— begin Record extracts —

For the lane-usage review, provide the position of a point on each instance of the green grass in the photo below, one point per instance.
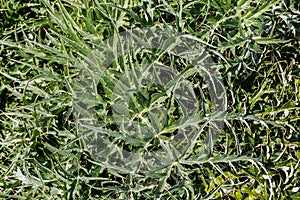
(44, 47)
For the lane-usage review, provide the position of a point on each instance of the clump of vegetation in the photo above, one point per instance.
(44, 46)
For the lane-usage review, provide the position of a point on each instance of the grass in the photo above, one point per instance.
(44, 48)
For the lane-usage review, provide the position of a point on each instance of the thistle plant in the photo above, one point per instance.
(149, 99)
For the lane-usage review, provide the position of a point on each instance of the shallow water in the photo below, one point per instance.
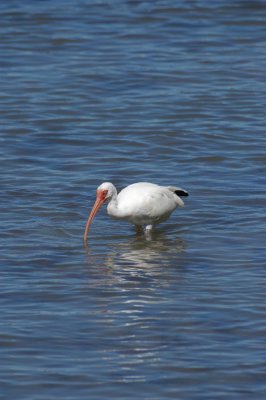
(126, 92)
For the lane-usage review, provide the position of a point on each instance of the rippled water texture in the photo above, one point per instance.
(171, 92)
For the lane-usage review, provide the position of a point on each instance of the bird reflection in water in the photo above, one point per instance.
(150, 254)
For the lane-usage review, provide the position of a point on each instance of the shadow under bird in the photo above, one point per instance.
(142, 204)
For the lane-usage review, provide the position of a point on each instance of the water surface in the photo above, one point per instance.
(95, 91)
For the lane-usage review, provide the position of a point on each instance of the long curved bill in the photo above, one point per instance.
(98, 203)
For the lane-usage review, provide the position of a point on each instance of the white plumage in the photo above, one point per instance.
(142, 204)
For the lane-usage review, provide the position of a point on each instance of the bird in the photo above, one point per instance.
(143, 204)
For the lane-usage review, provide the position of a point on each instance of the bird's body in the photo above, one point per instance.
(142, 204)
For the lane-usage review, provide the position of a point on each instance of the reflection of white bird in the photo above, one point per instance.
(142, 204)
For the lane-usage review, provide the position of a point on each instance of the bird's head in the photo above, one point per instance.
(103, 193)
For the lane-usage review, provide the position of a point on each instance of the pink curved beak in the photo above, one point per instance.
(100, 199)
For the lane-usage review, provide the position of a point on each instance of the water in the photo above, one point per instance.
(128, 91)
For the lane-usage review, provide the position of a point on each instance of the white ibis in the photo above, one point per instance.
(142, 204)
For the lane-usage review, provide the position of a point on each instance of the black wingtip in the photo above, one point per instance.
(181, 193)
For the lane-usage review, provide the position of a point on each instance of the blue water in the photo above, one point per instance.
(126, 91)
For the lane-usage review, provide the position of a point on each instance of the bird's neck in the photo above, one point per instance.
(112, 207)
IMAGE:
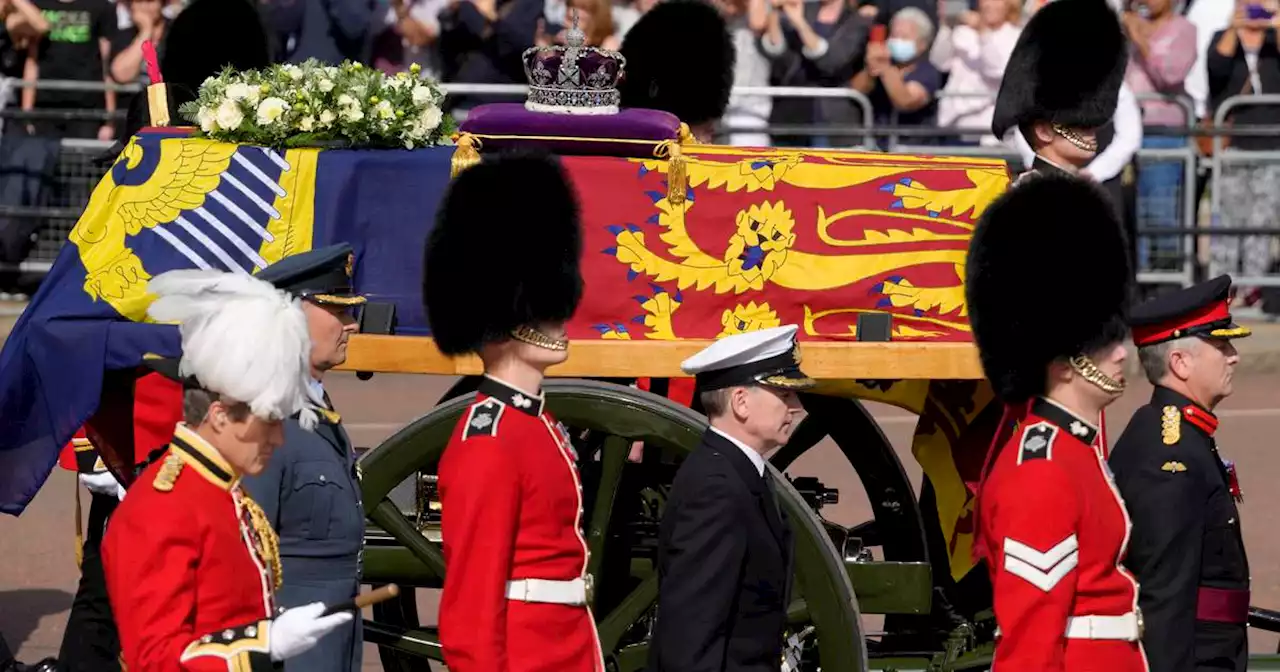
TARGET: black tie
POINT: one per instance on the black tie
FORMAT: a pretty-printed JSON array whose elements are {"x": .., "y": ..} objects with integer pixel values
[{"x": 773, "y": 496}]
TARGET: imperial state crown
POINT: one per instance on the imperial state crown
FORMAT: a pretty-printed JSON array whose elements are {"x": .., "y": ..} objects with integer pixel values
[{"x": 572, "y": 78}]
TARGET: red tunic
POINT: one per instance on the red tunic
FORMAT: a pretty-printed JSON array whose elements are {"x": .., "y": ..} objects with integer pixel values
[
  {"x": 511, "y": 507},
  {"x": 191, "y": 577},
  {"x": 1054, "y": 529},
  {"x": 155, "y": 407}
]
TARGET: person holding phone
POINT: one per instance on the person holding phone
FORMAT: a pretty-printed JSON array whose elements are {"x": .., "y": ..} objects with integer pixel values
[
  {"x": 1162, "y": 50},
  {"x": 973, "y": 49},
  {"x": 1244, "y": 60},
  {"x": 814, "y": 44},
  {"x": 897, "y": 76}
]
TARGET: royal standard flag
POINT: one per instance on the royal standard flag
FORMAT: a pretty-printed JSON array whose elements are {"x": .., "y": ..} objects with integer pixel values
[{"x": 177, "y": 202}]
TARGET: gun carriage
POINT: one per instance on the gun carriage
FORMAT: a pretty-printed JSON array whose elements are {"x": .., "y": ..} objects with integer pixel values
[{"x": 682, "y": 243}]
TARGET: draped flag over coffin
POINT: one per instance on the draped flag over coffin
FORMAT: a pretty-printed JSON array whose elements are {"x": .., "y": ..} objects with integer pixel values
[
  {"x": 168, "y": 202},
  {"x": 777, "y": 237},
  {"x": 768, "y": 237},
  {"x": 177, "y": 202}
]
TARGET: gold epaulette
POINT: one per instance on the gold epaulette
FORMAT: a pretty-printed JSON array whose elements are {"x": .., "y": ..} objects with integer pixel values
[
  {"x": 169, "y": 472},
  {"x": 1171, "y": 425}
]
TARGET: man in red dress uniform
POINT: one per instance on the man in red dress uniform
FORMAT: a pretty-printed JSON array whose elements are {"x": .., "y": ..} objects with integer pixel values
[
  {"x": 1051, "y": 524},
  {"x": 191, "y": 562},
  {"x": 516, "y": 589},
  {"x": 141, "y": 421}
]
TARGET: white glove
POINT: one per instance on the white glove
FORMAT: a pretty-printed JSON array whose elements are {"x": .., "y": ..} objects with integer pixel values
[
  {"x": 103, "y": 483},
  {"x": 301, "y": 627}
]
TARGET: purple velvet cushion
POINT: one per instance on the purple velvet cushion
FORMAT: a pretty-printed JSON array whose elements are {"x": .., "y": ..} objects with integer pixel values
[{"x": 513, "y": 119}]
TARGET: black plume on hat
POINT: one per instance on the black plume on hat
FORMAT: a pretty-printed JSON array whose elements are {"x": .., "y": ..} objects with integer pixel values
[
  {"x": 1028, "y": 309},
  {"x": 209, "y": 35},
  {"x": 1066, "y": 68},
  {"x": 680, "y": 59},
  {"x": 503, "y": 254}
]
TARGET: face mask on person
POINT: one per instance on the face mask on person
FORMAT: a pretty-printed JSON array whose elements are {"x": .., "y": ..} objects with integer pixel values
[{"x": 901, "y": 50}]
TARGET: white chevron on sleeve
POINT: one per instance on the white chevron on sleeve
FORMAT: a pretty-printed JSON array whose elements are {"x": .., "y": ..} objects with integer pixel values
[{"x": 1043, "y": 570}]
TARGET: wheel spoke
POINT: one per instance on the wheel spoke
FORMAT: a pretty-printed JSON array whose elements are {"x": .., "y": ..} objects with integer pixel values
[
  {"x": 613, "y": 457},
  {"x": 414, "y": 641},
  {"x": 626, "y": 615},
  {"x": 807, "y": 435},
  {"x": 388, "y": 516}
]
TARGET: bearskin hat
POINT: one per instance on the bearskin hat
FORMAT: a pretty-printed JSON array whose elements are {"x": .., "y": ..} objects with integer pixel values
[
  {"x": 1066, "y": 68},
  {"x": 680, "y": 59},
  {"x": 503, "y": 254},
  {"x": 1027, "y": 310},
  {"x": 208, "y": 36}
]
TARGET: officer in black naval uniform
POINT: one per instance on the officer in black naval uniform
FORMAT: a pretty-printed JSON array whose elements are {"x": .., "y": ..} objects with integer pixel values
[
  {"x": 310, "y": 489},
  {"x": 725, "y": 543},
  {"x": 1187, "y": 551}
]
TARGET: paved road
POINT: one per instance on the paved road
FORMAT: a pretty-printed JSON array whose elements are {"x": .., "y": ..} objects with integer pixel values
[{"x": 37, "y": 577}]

— end Record extracts —

◆ Stated task: Write out every entry again word for word, without any of the pictures.

◆ Final result:
For the lane-usage review, provide the position of a point on each instance of the green grass in the photo below, one point per instance.
(44, 47)
For the lane-usage review, provide the position of a point on each instance of the clump of vegetation in the photo above, one point per instance.
(44, 46)
For the lane-usage review, provide the position of a point on each instance of the grass in the photo above, one point per instance.
(44, 48)
For the lane-usage review, provide the position of a point on each instance of the thistle plant in the photo above, one point per instance.
(149, 99)
For the lane-usage review, provide the position of a point on each instance of the shallow water in the photo below, one point per instance.
(126, 92)
For the lane-usage review, provide the position of a point on each instance of the rippled water texture in the photo above, one point per instance.
(171, 92)
For the lane-usage review, provide the position of a point on each instance of the bird reflection in water in the photo above, one point per instance.
(150, 254)
For the lane-usage review, provide the position of a point on each instance of the shadow under bird in the photo above, one point per instance.
(142, 204)
For the lane-usage review, provide the position of a point on each instance of the water surface in the photo above, one point per instance.
(95, 91)
For the lane-usage review, provide the position of a point on each instance of the long curved bill in the photo above, one point per instance.
(98, 203)
For the lane-usage review, provide the position of a point on each instance of the white plumage in the photo above, one point per instance.
(142, 204)
For the lane-usage review, provide the position of a point on each instance of the bird in the photo above, one point per instance.
(143, 204)
For the lane-usage review, provide the position of a point on each instance of the bird's body in the photo above, one point per instance.
(142, 204)
For the lane-usage review, provide the position of a point on each instance of the reflection of white bird in the photo above, one point per instance.
(142, 204)
For the lane-usage review, provide the position of a point on each instance of the bird's head in the photo above, one point per instance.
(103, 193)
For the lane-usage review, provide the position of a point on each instance of the pink curved beak in the photo above, one point per instance.
(100, 199)
For the lane-usage review, provide the position of a point on each instance of the water in the photo above, one point per instance.
(128, 91)
For the lane-usage review, provide the position of a point on each instance of the white ibis in the photo above, one point per instance.
(142, 204)
For the lane-usage review, provide the position of a point on each instance of the black wingtip in the photo above, one point per instance.
(181, 193)
For the lane-usage review, provide the position of a point on each instance of the blue water in the photo above, one point per instance.
(126, 91)
For the lane-usage review, provide the position of a point on each instance of the bird's neck in the photo above, one point per instance.
(112, 207)
IMAGE:
TARGET: black tie
POINT: one per instance on the black tie
FORMAT: a pretty-printed JSON array whose elements are {"x": .., "y": ..} objects with integer pixel values
[{"x": 773, "y": 496}]
TARGET: imperial state crown
POINT: one per instance on the imperial state crown
FORMAT: a pretty-printed JSON array whose elements are {"x": .., "y": ..} objects with integer pixel values
[{"x": 572, "y": 78}]
TARGET: red tunic
POINT: one per instance on the red tunic
FORMAT: a pretty-printed JSON array whose elements are {"x": .., "y": ..} objects with integer pixel values
[
  {"x": 511, "y": 507},
  {"x": 191, "y": 577},
  {"x": 1054, "y": 529},
  {"x": 155, "y": 407}
]
TARGET: person holding phone
POINT: one per instance on the person holding phone
FORMAT: a pretty-printed JSON array whose elements are {"x": .., "y": ..} objects with integer pixel values
[
  {"x": 1162, "y": 50},
  {"x": 973, "y": 49},
  {"x": 1244, "y": 60},
  {"x": 814, "y": 44},
  {"x": 897, "y": 76}
]
TARGET: royal standard flag
POINT: one per instance on the royal standard flag
FORMAT: a pretty-printed JSON array whose elements are {"x": .., "y": ..} objects with integer pixel values
[{"x": 177, "y": 202}]
TARGET: gun carriage
POINT: one per instance on the gun carriage
FORMAT: a pretty-printed JSON array whose elements are {"x": .., "y": ..} objects with integer pixel values
[{"x": 682, "y": 243}]
TARGET: draped flag over coffin
POINT: one per instance on the draped flag over coffin
FORMAT: a pretty-printed JSON array whose elements are {"x": .., "y": ..} objects with integer pixel values
[
  {"x": 168, "y": 202},
  {"x": 777, "y": 237},
  {"x": 768, "y": 237},
  {"x": 177, "y": 202}
]
TARGET: gold epaulette
POINT: one per instance on the gold epaulette
FORMAT: a pretty-printed JSON array whose elements are {"x": .., "y": ..} objects with integer pixel values
[
  {"x": 169, "y": 472},
  {"x": 1171, "y": 425}
]
TARGET: man in red dress uniform
POINT: one per instance on the man in red dress uniform
FORMAT: a pretty-printed JSON array whose elements are {"x": .., "y": ..} objects with integer pixel values
[
  {"x": 1051, "y": 524},
  {"x": 191, "y": 562},
  {"x": 516, "y": 589},
  {"x": 141, "y": 421}
]
TARGET: white glove
POINT: one per instance on the white glove
FORMAT: a pretty-printed JSON array whose elements are {"x": .., "y": ..} objects with integer pixel values
[
  {"x": 103, "y": 483},
  {"x": 301, "y": 627}
]
TARGET: purple velvet cushion
POINT: one per instance on the purple velvet cushion
FORMAT: a pretty-printed JSON array whose elements are {"x": .., "y": ..} objects with integer pixel values
[{"x": 513, "y": 119}]
TARGET: black plume on hat
POINT: one per instance on the black plume on hat
FORMAT: a pretty-printed JSON array whose elements are {"x": .., "y": ..} objects with integer pixel values
[
  {"x": 1028, "y": 309},
  {"x": 209, "y": 35},
  {"x": 1066, "y": 68},
  {"x": 680, "y": 59},
  {"x": 503, "y": 254}
]
TARGET: face mask on person
POINT: one per instance on the face mask on person
FORMAT: a pretty-printed JSON array whose elements are {"x": .., "y": ..} objects with integer pixel values
[{"x": 901, "y": 50}]
TARGET: white chevron on sleeve
POINT: one per instance on the white chevron on sleeve
FORMAT: a pretty-printed JSON array whose elements are {"x": .., "y": ..} objects with integer pixel values
[{"x": 1043, "y": 570}]
TARGET: wheel spoke
POINT: one per instance on the wheel spoke
FORMAT: a pretty-printed JSON array whose elements are {"x": .., "y": ..} objects with integer pixel values
[
  {"x": 613, "y": 457},
  {"x": 414, "y": 641},
  {"x": 626, "y": 615},
  {"x": 807, "y": 435},
  {"x": 388, "y": 516}
]
TARGET: bearskin hat
POINT: one per instance on the bearskin hat
FORMAT: a pretty-printed JSON array whose elements are {"x": .., "y": ..} objects with integer pixel values
[
  {"x": 1066, "y": 68},
  {"x": 680, "y": 59},
  {"x": 503, "y": 254},
  {"x": 1027, "y": 310},
  {"x": 208, "y": 36}
]
TARGET: officer in black naval uniform
POINT: one per instance on the officer in black naval uniform
FORMAT: a pretty-printed JSON array whose elements are {"x": .., "y": ..} objects with integer pixel values
[
  {"x": 310, "y": 489},
  {"x": 725, "y": 543},
  {"x": 1187, "y": 551}
]
TARGET: paved road
POINT: one per instance on the paved road
FORMAT: a pretty-printed JSON array whose elements are {"x": .., "y": ..} objects with integer pixel values
[{"x": 37, "y": 577}]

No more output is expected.